**Extract to read:**
-----
The road over to my mother's house was slippier than Ivor Callely. Cars skidded down the hill, ploughing manky furrows in the slush. Hailstones pinged off my earlobes.


"Scott of Antarctica, my arse," I grumbled as I cleared her driveway in a flurry of curses and sleet, occasionally shaking my fist at the sky. I must have looked like a prat because, out of nowhere, a snowball hit me on the back of my head.


My reaction surprised me. I didn't get annoyed and run after the little bugger who threw it. Instead, I had a snowball-shaped epiphany: I realised that there are two ways to look at snow. You can see it through adult eyes, as briefly beautiful but ultimately a nuisance. It cleans the streets, hiding dead leaves and dog turds, but also causes sprains and lost revenue. It kills old people.
-----
**Provided data:**
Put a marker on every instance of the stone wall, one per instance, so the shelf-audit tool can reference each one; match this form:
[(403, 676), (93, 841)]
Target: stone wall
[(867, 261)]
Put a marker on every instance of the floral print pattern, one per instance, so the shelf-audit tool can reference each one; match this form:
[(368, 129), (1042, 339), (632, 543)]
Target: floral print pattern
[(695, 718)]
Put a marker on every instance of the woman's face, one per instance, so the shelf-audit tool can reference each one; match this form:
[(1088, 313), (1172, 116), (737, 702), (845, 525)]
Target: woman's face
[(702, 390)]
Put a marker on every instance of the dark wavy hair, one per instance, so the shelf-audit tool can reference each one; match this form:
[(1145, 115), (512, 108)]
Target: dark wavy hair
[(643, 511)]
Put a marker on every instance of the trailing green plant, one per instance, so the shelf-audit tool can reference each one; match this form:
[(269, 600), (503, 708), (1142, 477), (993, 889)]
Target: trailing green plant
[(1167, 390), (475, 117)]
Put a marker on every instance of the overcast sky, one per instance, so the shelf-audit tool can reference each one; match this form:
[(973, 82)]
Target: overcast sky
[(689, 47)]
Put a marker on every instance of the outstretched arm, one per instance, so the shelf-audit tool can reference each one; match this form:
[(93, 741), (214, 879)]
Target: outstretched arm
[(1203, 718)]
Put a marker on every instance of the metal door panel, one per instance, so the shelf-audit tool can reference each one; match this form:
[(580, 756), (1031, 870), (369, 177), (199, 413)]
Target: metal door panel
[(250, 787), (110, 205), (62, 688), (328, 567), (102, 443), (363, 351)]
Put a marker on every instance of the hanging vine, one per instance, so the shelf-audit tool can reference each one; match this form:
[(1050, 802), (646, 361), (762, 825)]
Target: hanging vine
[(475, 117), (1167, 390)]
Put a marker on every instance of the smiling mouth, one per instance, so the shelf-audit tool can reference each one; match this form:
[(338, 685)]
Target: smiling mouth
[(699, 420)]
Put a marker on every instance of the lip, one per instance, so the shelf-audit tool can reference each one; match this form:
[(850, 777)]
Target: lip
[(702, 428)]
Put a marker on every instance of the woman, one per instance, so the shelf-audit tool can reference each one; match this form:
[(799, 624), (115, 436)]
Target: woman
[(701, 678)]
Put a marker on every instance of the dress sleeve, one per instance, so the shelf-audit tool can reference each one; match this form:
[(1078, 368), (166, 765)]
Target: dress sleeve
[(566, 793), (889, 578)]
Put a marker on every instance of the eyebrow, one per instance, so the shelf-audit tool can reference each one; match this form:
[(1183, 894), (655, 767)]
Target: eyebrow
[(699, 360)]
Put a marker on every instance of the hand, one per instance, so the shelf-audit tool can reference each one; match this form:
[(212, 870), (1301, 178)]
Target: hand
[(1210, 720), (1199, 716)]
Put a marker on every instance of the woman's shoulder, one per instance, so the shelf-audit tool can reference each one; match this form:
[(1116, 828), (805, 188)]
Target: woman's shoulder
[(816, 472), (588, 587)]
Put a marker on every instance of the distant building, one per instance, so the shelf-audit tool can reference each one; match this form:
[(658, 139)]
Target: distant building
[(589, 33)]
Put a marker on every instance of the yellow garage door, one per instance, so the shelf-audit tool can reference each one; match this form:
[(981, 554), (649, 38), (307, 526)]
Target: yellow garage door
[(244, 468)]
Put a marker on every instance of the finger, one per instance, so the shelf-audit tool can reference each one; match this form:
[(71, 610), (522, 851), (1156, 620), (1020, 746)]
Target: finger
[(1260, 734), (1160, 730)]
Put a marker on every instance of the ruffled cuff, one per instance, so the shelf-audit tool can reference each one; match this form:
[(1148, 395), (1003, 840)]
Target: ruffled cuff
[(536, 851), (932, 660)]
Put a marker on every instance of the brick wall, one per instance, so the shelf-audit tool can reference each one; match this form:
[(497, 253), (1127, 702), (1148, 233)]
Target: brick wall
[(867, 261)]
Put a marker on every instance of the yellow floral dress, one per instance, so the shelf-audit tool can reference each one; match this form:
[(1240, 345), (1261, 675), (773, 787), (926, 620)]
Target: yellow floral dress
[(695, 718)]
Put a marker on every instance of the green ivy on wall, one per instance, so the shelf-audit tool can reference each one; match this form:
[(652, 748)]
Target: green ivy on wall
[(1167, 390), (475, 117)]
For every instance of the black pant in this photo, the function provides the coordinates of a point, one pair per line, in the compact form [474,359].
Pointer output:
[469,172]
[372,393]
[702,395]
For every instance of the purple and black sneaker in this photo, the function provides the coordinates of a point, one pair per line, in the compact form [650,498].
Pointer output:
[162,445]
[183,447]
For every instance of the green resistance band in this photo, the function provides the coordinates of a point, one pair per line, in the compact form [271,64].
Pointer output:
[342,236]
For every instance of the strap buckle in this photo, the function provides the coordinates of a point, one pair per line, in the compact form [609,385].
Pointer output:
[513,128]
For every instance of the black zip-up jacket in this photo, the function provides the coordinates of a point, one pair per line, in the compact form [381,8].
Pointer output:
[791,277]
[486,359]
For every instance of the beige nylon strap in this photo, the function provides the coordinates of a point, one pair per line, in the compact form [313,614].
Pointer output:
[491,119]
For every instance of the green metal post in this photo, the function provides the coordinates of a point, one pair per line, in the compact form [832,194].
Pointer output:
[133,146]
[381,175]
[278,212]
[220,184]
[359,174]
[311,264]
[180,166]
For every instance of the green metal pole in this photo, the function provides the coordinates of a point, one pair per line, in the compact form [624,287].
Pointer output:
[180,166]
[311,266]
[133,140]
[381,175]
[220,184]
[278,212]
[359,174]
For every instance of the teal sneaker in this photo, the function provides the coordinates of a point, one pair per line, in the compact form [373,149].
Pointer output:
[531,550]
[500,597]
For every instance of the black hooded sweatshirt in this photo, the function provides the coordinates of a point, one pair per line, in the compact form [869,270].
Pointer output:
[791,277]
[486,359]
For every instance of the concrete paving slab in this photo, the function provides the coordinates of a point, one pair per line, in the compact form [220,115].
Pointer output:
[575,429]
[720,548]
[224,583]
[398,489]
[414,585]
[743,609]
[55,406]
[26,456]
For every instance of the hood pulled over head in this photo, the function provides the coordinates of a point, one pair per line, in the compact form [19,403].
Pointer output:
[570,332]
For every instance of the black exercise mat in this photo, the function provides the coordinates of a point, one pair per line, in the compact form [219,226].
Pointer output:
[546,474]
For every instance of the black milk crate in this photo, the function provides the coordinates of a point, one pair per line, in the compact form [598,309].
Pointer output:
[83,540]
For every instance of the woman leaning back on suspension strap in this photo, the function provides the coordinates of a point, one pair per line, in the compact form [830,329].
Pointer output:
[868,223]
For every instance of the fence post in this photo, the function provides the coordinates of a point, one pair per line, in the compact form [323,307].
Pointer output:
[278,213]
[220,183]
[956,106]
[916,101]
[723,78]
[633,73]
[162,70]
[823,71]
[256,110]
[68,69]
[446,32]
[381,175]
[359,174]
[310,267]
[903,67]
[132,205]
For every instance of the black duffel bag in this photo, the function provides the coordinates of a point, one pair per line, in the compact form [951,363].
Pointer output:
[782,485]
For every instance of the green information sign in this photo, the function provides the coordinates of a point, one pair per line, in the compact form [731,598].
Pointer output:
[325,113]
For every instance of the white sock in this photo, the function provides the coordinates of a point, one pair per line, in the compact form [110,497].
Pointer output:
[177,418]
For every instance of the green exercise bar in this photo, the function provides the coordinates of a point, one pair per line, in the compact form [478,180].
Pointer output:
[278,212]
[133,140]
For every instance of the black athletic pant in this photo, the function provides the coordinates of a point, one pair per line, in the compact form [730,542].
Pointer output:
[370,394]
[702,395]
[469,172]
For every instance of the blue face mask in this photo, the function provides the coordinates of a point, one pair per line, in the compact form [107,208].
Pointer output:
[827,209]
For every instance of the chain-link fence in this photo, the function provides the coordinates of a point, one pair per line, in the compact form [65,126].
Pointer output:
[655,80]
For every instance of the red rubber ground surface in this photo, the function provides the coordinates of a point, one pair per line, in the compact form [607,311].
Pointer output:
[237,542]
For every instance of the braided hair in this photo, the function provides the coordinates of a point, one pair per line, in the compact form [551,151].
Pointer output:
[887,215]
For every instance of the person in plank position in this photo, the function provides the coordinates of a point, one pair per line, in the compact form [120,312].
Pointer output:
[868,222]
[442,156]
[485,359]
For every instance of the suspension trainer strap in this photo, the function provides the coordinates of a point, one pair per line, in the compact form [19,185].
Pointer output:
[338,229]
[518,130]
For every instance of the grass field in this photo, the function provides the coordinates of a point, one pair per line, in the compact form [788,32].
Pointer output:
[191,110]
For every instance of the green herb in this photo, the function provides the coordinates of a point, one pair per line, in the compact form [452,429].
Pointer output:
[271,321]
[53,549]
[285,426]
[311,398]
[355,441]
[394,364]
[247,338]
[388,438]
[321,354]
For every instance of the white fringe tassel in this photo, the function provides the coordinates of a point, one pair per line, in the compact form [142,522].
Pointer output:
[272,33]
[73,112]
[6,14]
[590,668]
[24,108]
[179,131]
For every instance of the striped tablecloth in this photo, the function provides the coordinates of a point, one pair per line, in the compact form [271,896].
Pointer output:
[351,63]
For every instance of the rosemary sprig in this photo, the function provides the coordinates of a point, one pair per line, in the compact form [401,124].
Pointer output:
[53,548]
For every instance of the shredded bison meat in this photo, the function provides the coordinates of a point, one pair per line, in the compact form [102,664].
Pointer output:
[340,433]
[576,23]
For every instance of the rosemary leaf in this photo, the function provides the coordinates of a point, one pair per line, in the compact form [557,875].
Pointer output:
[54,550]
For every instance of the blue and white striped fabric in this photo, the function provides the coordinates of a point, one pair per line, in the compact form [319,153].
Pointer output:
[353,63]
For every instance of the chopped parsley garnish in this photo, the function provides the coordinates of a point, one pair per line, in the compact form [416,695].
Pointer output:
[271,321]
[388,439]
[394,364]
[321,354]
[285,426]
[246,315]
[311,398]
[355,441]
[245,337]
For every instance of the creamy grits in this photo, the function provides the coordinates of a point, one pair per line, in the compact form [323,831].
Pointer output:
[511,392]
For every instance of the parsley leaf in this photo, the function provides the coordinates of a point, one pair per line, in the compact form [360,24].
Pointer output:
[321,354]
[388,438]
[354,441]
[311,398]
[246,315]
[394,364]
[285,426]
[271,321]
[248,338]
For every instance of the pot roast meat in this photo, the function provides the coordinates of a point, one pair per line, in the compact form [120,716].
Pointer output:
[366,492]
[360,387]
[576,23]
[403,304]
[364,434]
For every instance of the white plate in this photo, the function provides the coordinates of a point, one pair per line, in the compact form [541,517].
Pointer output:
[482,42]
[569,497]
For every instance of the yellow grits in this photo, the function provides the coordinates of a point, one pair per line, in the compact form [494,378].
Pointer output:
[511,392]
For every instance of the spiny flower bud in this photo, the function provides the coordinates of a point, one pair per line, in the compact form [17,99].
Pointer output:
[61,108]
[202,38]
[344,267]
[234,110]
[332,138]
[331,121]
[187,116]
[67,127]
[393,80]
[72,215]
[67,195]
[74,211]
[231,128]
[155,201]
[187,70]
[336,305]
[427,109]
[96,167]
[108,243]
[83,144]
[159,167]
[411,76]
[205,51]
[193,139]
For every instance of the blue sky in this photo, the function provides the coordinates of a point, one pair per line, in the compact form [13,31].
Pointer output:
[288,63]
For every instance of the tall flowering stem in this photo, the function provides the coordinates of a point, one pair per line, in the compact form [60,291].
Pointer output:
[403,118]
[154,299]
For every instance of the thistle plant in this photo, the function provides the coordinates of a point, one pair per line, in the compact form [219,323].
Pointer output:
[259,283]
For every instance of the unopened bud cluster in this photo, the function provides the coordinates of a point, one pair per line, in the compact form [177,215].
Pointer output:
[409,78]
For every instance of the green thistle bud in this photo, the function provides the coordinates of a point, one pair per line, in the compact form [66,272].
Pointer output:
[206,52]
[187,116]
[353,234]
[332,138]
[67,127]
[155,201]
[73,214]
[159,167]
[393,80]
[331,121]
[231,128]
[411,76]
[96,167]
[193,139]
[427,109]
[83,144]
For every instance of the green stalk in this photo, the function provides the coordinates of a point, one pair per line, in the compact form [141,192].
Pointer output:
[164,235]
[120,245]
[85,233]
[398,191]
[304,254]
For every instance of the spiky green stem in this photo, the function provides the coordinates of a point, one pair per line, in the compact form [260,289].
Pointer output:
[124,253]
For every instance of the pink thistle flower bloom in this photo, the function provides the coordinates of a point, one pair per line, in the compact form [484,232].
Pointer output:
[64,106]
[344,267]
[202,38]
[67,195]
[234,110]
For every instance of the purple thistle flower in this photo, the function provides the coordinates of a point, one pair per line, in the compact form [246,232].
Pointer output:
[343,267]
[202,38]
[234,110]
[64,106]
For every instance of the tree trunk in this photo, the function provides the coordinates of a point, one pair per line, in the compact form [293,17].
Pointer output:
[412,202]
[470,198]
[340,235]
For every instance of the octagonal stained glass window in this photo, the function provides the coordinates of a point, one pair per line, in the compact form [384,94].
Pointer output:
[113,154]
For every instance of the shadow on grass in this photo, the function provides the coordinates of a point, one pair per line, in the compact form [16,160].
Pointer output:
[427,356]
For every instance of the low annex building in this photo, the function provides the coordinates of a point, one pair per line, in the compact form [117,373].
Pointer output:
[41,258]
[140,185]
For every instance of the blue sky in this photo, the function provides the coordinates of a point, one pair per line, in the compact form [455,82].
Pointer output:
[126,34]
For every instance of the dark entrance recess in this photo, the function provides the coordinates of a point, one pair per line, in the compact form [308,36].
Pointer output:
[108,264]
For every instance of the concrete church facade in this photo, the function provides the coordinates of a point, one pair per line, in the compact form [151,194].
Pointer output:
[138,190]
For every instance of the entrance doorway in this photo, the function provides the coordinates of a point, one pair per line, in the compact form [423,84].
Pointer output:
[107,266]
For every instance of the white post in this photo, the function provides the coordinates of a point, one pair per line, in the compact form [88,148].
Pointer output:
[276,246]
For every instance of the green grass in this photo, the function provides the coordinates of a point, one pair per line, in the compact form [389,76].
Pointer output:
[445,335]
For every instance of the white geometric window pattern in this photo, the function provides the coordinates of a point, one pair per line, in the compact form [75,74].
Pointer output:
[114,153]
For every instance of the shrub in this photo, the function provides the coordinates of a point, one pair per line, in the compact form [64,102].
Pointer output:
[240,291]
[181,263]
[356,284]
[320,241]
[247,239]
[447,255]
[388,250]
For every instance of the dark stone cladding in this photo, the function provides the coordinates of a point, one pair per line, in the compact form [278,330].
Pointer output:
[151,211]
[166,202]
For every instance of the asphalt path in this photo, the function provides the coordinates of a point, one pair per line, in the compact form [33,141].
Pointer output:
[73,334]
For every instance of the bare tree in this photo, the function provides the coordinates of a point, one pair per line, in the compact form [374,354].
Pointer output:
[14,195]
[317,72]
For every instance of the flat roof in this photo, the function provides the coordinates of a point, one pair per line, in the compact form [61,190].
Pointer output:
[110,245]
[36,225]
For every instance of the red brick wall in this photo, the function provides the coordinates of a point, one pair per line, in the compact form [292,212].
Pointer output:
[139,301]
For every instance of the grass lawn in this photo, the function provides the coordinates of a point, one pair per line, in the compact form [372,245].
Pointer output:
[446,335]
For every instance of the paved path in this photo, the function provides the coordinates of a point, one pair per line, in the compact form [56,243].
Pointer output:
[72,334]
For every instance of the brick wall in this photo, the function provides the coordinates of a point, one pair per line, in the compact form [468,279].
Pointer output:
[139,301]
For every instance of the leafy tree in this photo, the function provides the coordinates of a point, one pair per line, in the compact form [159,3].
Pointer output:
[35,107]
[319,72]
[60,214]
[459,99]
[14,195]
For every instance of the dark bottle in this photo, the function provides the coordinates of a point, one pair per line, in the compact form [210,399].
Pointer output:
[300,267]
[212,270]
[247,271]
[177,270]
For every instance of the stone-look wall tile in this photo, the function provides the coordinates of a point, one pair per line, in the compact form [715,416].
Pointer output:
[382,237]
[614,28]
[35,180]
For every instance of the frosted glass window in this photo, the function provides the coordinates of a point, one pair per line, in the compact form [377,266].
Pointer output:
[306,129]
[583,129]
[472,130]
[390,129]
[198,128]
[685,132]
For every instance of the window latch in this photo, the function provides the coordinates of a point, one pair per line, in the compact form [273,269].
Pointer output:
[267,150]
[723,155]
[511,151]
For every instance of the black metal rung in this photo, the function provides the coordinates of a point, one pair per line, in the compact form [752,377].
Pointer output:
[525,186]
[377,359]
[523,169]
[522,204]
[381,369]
-----
**Work instructions:** Copy out the passage about shoveling snow word for word, everything from "The road over" down to "of my head.".

**Written answer:**
The road over to my mother's house was slippier than Ivor Callely. Cars skidded down the hill, ploughing manky furrows in the slush. Hailstones pinged off my earlobes.


"Scott of Antarctica, my arse," I grumbled as I cleared her driveway in a flurry of curses and sleet, occasionally shaking my fist at the sky. I must have looked like a prat because, out of nowhere, a snowball hit me on the back of my head.